— begin Data shown —

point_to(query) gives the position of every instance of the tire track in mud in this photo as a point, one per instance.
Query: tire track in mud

— end Data shown —
— begin Data shown —

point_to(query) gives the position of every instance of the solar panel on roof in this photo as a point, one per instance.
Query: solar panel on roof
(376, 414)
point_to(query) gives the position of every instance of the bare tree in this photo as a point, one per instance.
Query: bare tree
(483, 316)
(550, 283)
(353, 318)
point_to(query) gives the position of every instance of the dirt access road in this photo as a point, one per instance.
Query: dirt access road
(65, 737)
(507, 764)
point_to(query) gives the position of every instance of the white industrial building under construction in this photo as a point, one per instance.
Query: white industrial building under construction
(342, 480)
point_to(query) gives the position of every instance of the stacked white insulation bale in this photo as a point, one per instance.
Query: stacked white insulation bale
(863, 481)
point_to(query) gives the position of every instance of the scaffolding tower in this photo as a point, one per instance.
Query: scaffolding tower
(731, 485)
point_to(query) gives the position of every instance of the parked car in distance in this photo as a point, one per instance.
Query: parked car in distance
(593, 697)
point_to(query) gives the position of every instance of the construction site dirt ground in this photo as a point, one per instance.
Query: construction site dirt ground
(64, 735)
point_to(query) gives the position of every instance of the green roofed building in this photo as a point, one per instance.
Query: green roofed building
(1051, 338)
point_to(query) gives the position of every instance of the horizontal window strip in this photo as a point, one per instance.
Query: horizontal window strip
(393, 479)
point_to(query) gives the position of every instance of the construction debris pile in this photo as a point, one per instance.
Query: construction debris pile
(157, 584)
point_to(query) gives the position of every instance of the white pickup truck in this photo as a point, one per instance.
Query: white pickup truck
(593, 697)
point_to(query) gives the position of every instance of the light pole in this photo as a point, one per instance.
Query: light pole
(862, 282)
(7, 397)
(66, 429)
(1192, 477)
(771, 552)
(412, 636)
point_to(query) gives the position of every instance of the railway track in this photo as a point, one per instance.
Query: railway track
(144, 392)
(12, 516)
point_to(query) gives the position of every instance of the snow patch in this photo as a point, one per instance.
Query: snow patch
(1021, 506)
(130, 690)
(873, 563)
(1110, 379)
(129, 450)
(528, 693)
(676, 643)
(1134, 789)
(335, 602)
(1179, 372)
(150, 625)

— end Data shown —

Exercise brief:
Rename "tire track" to "wheel rut" in the records that open with the line containing "point_to(query) gives the position of every instance of the tire" and close with the line containing "Query: tire track in mud", and return only those lines with nothing else changed.

Result for this exercise:
point_to(query) gives the position of every instance of the wheel rut in mud in this photo as a point, one per instance.
Query: wheel rut in mud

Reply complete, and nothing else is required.